Между зрительским отношением к сценическому образу и к артисту, воплотившему этот образ, всегда есть определенная дистанция. Когда речь идет об отрицательных персонажах, дистанция особенно велика. «Как здорово актер Q сыграл этого негодяя Y, – восклицает зритель, – и каким омерзительным вышел у него этот самый Y!». Восхищение отдано актеру, презрение и ненависть – персонажу. Смуул задумывал образ Вдовы таким, чтобы ничего, кроме возмущения и презрения он не вызывал. В постановке Линнатеатра все гораздо сложнее. Мы, конечно, проникнуться настоящей симпатией к Вдове не можем – ни Реэманн, ни Аадли этого не требуют от нас. Но мы можем понять ее драму. Драму человека, лучшие дни которого давно минули, наступило одиночество; живых людей вокруг не осталось, одни только призрачные образы, всплывающие из прошлого или из воображения. Да еще врачи, от которых невозможно добиться того, чтобы они сказали: «Да, мадам, вы действительно больны, сейчас мы выдадим вам полдюжины диагнозов». Оказали бы уважение.

## Предоставленные записи
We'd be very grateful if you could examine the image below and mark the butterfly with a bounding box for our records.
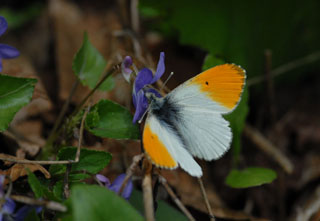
[131,54,246,177]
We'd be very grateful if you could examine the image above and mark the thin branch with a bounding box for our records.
[142,157,155,221]
[74,105,90,163]
[247,51,320,86]
[0,106,90,165]
[40,64,120,158]
[243,124,294,174]
[48,78,80,148]
[159,175,196,221]
[0,156,74,165]
[10,195,67,212]
[130,0,140,33]
[118,153,144,196]
[198,178,215,221]
[63,164,71,199]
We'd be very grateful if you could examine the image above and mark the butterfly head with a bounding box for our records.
[132,52,165,123]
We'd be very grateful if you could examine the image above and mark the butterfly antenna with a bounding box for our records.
[138,105,150,124]
[160,71,174,91]
[138,72,174,124]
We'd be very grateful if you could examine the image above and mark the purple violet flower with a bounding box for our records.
[132,52,165,123]
[0,16,20,72]
[121,56,133,83]
[96,173,133,200]
[0,175,42,221]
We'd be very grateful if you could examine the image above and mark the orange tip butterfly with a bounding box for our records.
[142,64,246,177]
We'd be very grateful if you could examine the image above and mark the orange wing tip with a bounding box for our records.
[146,153,178,170]
[190,64,246,111]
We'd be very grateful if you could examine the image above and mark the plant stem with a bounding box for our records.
[39,64,120,159]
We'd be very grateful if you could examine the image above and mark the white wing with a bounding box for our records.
[166,64,245,160]
[177,107,232,160]
[143,114,202,177]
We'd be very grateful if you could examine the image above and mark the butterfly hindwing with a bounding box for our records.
[143,64,246,177]
[143,113,202,177]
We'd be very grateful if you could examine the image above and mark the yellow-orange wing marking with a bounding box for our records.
[190,64,246,110]
[143,124,178,168]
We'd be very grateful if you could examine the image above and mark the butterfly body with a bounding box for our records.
[143,64,245,177]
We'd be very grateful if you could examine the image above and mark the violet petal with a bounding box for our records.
[96,174,111,187]
[132,90,148,123]
[150,52,166,84]
[133,68,153,93]
[121,56,132,82]
[146,88,162,97]
[0,44,20,59]
[0,175,5,192]
[0,16,8,36]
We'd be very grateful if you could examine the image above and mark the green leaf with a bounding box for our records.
[202,54,249,162]
[0,74,37,131]
[24,209,40,221]
[49,147,111,181]
[72,32,114,91]
[27,169,44,198]
[52,180,63,199]
[226,167,277,188]
[70,185,143,221]
[86,100,140,139]
[129,189,188,221]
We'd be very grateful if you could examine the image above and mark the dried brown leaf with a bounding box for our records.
[0,154,51,185]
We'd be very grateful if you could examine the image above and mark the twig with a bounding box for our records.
[130,0,140,33]
[198,177,216,221]
[0,156,74,165]
[74,105,90,163]
[0,106,90,165]
[10,195,67,212]
[40,64,120,158]
[63,164,71,199]
[159,175,195,221]
[265,49,276,125]
[247,51,320,86]
[243,124,294,174]
[118,153,144,196]
[295,187,320,221]
[142,157,155,221]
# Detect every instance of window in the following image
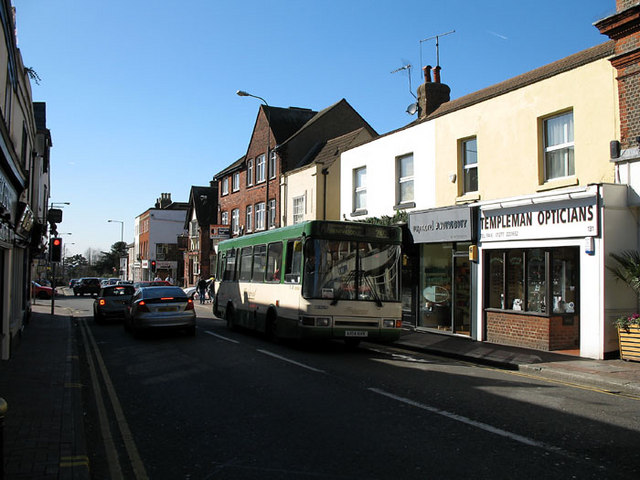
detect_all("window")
[240,247,253,282]
[353,167,367,211]
[487,247,579,315]
[231,208,240,235]
[269,200,276,228]
[256,202,264,230]
[267,242,282,282]
[462,137,478,194]
[247,158,253,186]
[269,151,277,178]
[544,112,575,181]
[396,153,413,204]
[256,155,265,183]
[251,245,267,282]
[293,195,305,224]
[222,248,236,281]
[244,205,253,232]
[284,239,302,283]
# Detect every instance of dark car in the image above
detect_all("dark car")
[73,277,100,296]
[93,285,136,323]
[124,286,196,335]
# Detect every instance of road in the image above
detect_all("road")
[57,297,640,479]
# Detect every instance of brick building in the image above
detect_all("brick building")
[184,182,218,287]
[213,99,375,236]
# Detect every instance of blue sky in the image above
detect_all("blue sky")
[13,0,615,255]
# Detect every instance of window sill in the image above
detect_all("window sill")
[456,192,480,204]
[393,202,416,210]
[536,176,580,192]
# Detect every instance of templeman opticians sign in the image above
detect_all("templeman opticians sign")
[480,196,598,242]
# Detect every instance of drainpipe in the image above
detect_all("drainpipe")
[320,168,329,220]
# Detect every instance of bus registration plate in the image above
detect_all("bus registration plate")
[344,330,369,337]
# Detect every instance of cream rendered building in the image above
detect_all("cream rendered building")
[280,128,374,226]
[341,42,637,358]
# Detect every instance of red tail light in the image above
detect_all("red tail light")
[138,300,150,312]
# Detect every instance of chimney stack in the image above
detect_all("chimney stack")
[418,65,451,119]
[422,65,431,83]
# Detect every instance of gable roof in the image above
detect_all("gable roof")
[294,127,376,170]
[213,155,246,182]
[261,105,318,145]
[185,185,218,228]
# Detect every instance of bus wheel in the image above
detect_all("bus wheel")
[224,305,236,330]
[264,311,278,342]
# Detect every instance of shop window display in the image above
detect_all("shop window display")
[486,247,579,315]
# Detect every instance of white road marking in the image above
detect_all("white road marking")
[204,330,240,343]
[369,388,574,458]
[258,350,326,373]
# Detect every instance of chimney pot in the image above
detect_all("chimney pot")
[422,65,431,83]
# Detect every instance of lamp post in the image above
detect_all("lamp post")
[107,220,124,243]
[236,90,275,229]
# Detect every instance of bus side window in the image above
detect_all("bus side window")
[251,245,267,282]
[267,242,282,283]
[222,248,236,282]
[284,239,302,283]
[239,247,253,282]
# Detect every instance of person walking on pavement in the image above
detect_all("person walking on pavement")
[196,277,207,304]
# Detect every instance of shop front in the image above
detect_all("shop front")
[409,207,477,338]
[478,185,636,358]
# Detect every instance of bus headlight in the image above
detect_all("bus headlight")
[316,317,331,327]
[300,315,331,327]
[382,318,402,328]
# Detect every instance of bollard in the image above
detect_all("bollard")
[0,397,8,480]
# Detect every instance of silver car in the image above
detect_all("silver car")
[93,285,135,323]
[124,286,196,335]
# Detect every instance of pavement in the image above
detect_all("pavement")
[0,300,640,480]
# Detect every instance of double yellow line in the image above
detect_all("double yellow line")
[78,319,149,480]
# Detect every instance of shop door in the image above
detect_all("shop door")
[451,250,471,335]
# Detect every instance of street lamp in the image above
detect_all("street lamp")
[236,90,275,228]
[107,220,124,243]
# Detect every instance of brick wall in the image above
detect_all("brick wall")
[487,312,580,351]
[595,0,640,149]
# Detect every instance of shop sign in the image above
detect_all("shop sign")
[409,207,473,243]
[209,225,230,240]
[480,196,598,242]
[156,260,178,270]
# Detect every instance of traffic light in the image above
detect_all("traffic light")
[49,237,62,262]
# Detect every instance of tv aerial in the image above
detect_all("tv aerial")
[420,30,456,66]
[391,59,418,115]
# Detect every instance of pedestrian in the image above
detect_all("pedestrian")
[207,277,216,303]
[196,277,207,304]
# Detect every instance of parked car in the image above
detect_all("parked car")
[133,280,171,288]
[31,281,53,299]
[124,286,196,335]
[93,285,136,323]
[73,277,100,296]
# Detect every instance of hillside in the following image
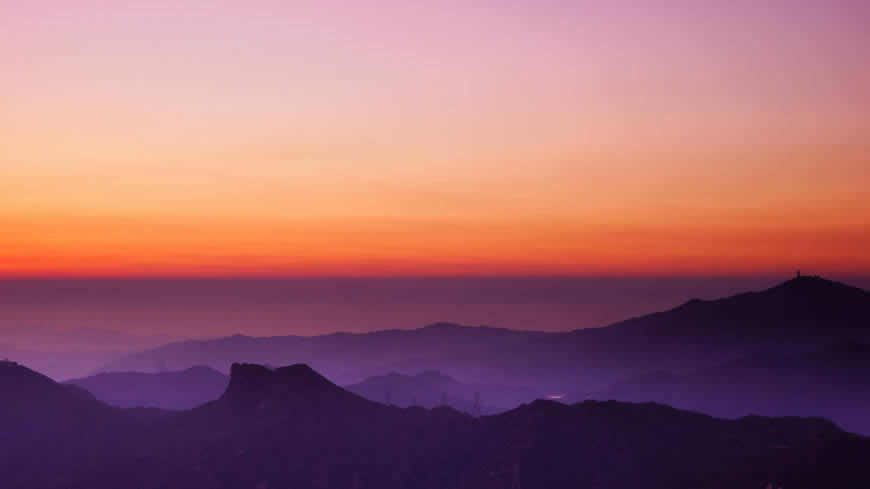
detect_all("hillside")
[0,358,870,489]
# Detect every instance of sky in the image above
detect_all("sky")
[0,0,870,278]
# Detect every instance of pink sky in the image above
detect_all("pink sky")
[0,0,870,276]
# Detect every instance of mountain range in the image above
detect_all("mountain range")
[0,362,870,489]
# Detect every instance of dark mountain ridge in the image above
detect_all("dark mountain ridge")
[65,366,229,410]
[106,277,870,390]
[0,358,870,489]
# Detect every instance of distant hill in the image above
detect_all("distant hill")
[66,366,229,410]
[345,370,535,414]
[105,277,870,388]
[590,343,870,435]
[0,358,870,489]
[607,276,870,345]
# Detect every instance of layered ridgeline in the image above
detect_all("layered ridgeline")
[0,363,870,489]
[65,366,229,410]
[98,277,870,434]
[104,277,870,384]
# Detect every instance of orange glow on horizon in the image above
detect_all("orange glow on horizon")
[0,0,870,278]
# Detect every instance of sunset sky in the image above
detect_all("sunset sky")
[0,0,870,277]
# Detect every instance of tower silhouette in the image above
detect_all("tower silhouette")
[511,464,523,489]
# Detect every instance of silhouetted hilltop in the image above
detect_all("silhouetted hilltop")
[217,363,373,411]
[109,277,870,384]
[66,366,229,410]
[607,277,870,344]
[592,342,870,435]
[0,361,96,409]
[345,370,535,414]
[0,364,870,489]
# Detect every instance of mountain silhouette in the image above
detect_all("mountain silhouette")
[214,363,374,415]
[607,276,870,344]
[105,277,870,394]
[345,370,535,414]
[0,358,870,489]
[65,366,229,410]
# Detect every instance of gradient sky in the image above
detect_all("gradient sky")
[0,0,870,277]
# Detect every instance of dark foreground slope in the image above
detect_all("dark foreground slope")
[66,366,229,410]
[0,358,870,489]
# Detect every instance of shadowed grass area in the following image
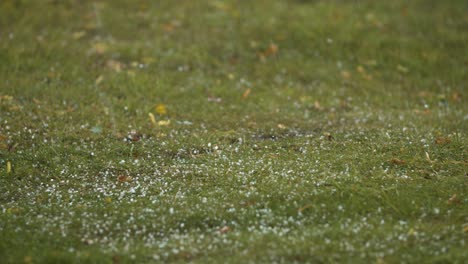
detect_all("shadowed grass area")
[0,0,468,263]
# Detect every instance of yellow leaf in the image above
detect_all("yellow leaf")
[92,42,109,54]
[117,175,132,183]
[158,120,171,126]
[242,88,251,99]
[148,113,156,125]
[72,31,86,39]
[397,65,409,73]
[356,65,366,74]
[94,75,104,85]
[341,71,351,79]
[155,104,167,115]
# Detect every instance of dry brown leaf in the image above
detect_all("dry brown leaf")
[389,158,406,165]
[341,71,351,80]
[219,226,232,234]
[242,88,252,99]
[117,175,132,183]
[106,60,125,72]
[278,124,286,129]
[447,194,461,205]
[435,137,452,145]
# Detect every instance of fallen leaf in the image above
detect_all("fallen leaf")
[435,137,452,145]
[314,101,323,111]
[208,96,223,103]
[91,42,109,55]
[158,120,171,126]
[0,95,13,101]
[323,132,334,141]
[106,60,125,72]
[242,88,251,99]
[389,158,406,165]
[447,194,461,205]
[148,113,156,125]
[265,43,279,56]
[23,256,32,264]
[341,71,351,80]
[72,31,86,39]
[94,75,104,85]
[117,175,132,183]
[425,152,434,163]
[155,104,167,115]
[219,226,232,234]
[90,126,102,134]
[451,92,462,102]
[356,65,366,74]
[297,204,312,213]
[397,65,409,73]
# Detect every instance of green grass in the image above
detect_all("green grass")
[0,0,468,263]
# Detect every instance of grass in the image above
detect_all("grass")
[0,0,468,263]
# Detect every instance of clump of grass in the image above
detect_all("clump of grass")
[0,1,468,263]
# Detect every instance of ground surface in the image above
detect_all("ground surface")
[0,0,468,263]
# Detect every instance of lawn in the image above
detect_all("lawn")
[0,0,468,263]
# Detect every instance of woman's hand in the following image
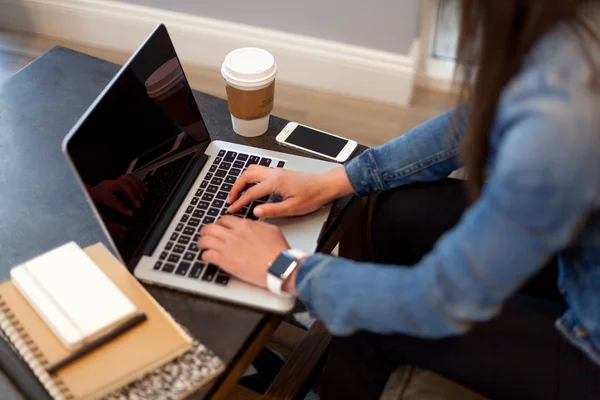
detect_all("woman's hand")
[198,215,290,288]
[228,165,352,217]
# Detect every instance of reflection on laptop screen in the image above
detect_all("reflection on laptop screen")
[67,26,209,263]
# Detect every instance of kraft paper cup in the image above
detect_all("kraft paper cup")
[221,47,277,137]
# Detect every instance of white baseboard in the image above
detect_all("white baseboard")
[0,0,419,105]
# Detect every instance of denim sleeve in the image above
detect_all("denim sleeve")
[296,85,600,338]
[346,107,464,196]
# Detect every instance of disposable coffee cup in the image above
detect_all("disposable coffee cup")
[221,47,277,137]
[146,57,206,141]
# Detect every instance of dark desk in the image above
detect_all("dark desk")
[0,47,366,396]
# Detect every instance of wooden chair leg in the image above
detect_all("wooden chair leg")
[263,321,331,400]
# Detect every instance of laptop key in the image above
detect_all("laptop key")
[213,200,225,208]
[206,185,219,194]
[202,264,219,282]
[192,210,204,218]
[215,274,229,286]
[175,262,191,276]
[162,264,175,273]
[259,157,273,167]
[223,151,237,162]
[188,262,206,279]
[246,156,260,167]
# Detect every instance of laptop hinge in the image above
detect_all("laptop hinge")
[135,154,208,264]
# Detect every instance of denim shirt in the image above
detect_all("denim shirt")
[296,21,600,364]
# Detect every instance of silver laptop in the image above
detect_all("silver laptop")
[63,25,337,313]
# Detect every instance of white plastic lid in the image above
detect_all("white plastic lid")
[221,47,277,88]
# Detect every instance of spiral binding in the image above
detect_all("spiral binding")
[0,296,74,400]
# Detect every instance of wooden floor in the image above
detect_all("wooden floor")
[0,31,457,146]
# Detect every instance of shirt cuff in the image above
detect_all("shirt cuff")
[296,254,334,315]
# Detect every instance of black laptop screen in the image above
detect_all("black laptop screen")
[66,26,209,263]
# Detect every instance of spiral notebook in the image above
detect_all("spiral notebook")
[0,244,223,400]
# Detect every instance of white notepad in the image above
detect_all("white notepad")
[10,242,137,350]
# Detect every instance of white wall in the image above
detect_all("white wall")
[123,0,420,54]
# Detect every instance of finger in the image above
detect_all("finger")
[254,199,299,218]
[117,177,142,208]
[202,250,222,265]
[105,193,133,217]
[200,224,232,241]
[227,182,273,214]
[216,215,248,229]
[227,165,272,204]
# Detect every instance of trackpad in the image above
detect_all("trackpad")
[264,205,331,253]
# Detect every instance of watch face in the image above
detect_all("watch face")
[269,252,296,278]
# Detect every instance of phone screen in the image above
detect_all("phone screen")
[134,136,179,169]
[286,125,348,158]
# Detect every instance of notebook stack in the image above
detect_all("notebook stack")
[0,244,224,400]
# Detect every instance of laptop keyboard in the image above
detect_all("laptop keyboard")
[154,150,285,285]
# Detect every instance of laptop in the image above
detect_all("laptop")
[63,25,338,313]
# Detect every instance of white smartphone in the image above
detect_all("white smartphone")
[127,132,185,174]
[276,122,358,162]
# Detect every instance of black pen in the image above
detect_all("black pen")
[47,313,148,374]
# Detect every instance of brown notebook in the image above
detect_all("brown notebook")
[0,244,192,399]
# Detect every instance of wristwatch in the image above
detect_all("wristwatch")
[267,249,308,295]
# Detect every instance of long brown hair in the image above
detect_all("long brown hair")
[457,0,600,199]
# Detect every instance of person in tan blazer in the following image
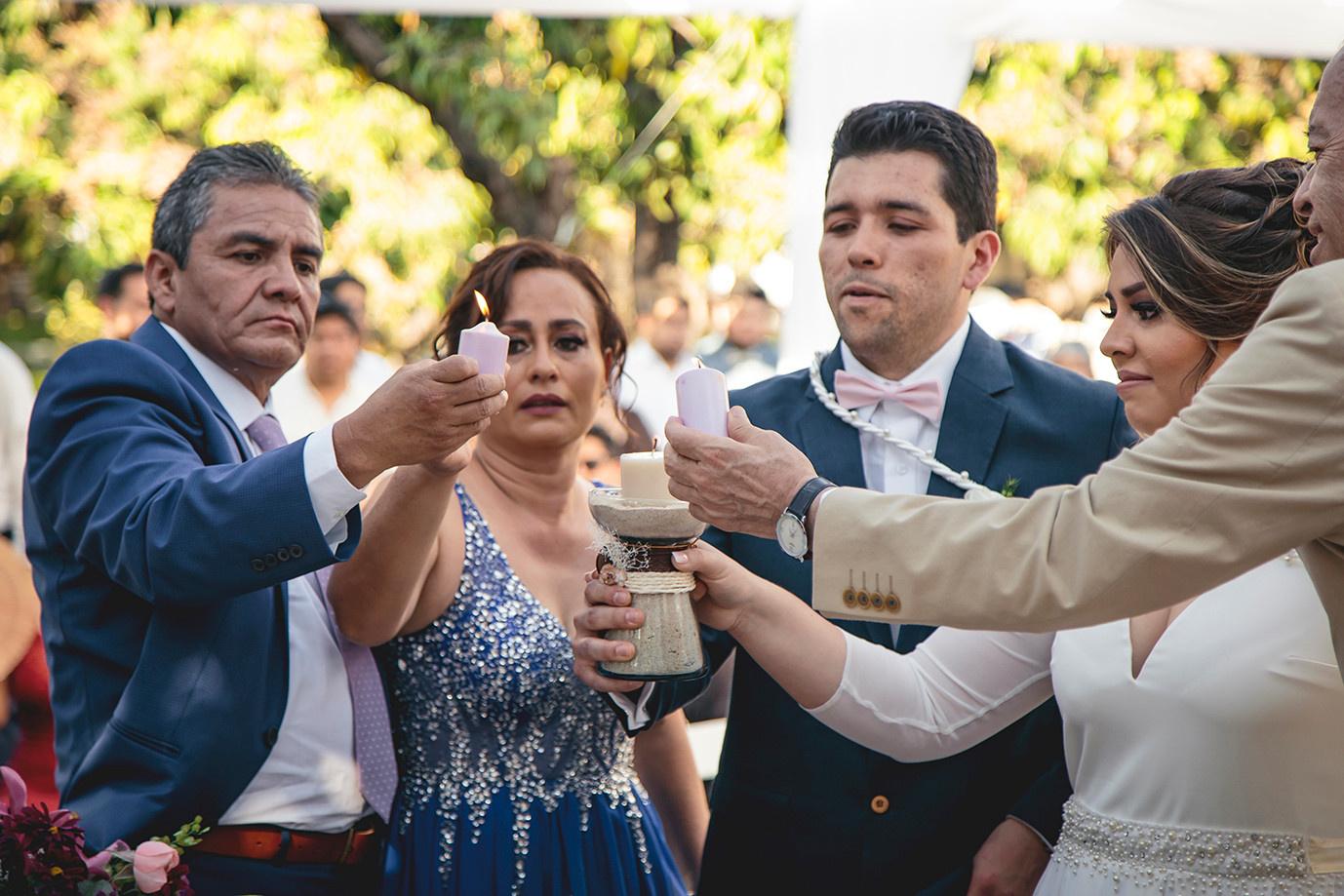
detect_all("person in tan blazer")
[637,49,1344,671]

## О задании
Продолжите отрывок о Вдове в постановке Линнатеатра, начав сразу после его последнего предложения.

## Ответ ниже
Световое решение постановки – время от времени сцена погружается во мрак, и тогда появляются воображаемые военные и звучит марш – подчеркивает сумеречность того мира, который устроила вокруг себя Вдова. А точно рассчитанная эмоциональная партитура спектакля позволят увидеть в героине не только взбалмошность, самовлюбленность и назойливость, но и страдание. И – сострадать ей. Не так уж часто: блестяще ведущая развитие образа Анне Реэманн нам этого не позволит, чуть мы начнем переходить на сторону ее героини, актриса найдет, как окатить нас холодной водой из ушата. Но в образе Вдовы есть и немного – совсем немного – лирического начала. Оно заявляет о себе в воспоминаниях о покойном муже: «вдруг душа у меня расцветает, и такое во мне беспокойство, такие во мне страсти, такое во мне странное томление, будто я опять молодая девушка и мне хочется не то селедочки, не то пирожного! А сон все не идет, и полковник почему-то вспоминается. Полковник… Сколько у него было такта по отношению ко мне».
Здесь героиня почти счастлива. Даже когда вспоминает, как рассердился полковник, когда она попросила привести пушку, чтобы застрелить кошку, которая повадилась таскать из погреба рыбу. Полковник возмутился, наорал на жену, они поругались, – но с какой нежностью вспоминает Вдова этот случай. Милые бранятся – только тешатся.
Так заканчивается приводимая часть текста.